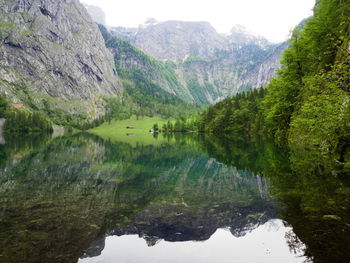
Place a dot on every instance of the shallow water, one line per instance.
(81, 198)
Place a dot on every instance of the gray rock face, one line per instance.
(209, 67)
(53, 55)
(96, 14)
(175, 40)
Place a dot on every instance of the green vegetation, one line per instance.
(4, 105)
(143, 96)
(18, 120)
(137, 133)
(307, 104)
(25, 121)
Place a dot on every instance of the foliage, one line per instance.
(25, 121)
(142, 95)
(3, 106)
(308, 102)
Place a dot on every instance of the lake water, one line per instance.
(81, 198)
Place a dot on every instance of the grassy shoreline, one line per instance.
(116, 130)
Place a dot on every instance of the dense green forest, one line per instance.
(18, 120)
(142, 96)
(307, 103)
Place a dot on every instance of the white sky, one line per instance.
(272, 19)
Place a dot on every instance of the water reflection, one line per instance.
(61, 198)
(267, 241)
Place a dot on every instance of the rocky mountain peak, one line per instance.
(51, 51)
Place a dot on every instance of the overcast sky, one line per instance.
(272, 19)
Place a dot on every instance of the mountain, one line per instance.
(53, 58)
(174, 40)
(96, 14)
(208, 66)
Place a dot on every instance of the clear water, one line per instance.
(81, 198)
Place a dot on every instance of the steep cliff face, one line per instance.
(175, 40)
(96, 14)
(53, 57)
(207, 66)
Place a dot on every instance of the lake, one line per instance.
(82, 198)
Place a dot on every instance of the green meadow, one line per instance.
(117, 131)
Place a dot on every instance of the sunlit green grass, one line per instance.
(116, 130)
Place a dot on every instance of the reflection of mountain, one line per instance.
(60, 196)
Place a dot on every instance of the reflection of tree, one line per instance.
(313, 188)
(64, 193)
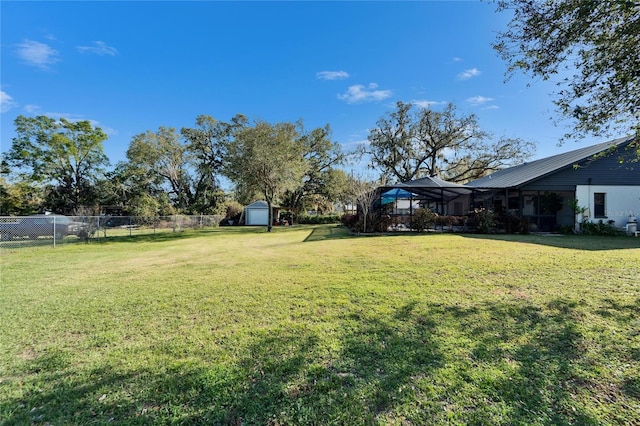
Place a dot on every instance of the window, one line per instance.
(457, 208)
(598, 204)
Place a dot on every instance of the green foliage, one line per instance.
(600, 228)
(266, 158)
(589, 44)
(318, 219)
(512, 224)
(482, 221)
(321, 181)
(66, 156)
(349, 220)
(409, 144)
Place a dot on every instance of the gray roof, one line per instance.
(432, 188)
(258, 205)
(528, 172)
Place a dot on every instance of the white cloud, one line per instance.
(467, 74)
(358, 93)
(37, 54)
(422, 103)
(101, 48)
(478, 100)
(332, 75)
(30, 109)
(6, 101)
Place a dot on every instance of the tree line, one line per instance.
(60, 165)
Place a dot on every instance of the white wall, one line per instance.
(620, 202)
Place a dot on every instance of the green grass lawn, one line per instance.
(309, 325)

__Task statement__:
Omit the pictures and write out exactly the lines from the one containing "Place a dot on every instance of the overcast" through the last line of the material.

__Exercise solution__:
Place a dot on every instance of the overcast sky, one line per instance.
(272, 19)
Place a dot on every instance of the mountain, one line per instance.
(53, 58)
(174, 40)
(96, 14)
(208, 66)
Place a dot on every instance of the clear water, one line per instance.
(81, 198)
Place a dot on every instance of the steep cliff face, one line per instance.
(175, 40)
(96, 14)
(53, 57)
(207, 66)
Place a dot on every instance of the lake, one line per instance.
(82, 198)
Place a dot on every instance of the green meadow, one line per instance.
(117, 131)
Place a dot on every instance of the sunlit green grass, one line per instance.
(116, 130)
Place a dot on every instance of the reflection of mountain, one line per instance.
(60, 196)
Place a dot on every instance of the reflection of tree, one line per instance.
(313, 188)
(64, 193)
Place a dot on every instance of the window, one line per instance.
(457, 208)
(598, 204)
Place a dot on every instance of the green foliage, one line per instance.
(600, 228)
(266, 158)
(589, 44)
(318, 219)
(512, 224)
(482, 221)
(321, 181)
(66, 156)
(349, 220)
(409, 144)
Place a dot on every instance of the gray roof, one line per instance.
(432, 188)
(258, 205)
(528, 172)
Place a dot on every instance of the white cloud, one line per instance.
(467, 74)
(358, 93)
(37, 54)
(422, 103)
(101, 48)
(478, 100)
(332, 75)
(30, 109)
(6, 101)
Place a dot on every instance of the tree line, one line per instance.
(60, 165)
Place a dot on every instance of the white wall, one line per instance.
(620, 202)
Place a dot on every instance of the green grass lawn, one line per instance.
(309, 325)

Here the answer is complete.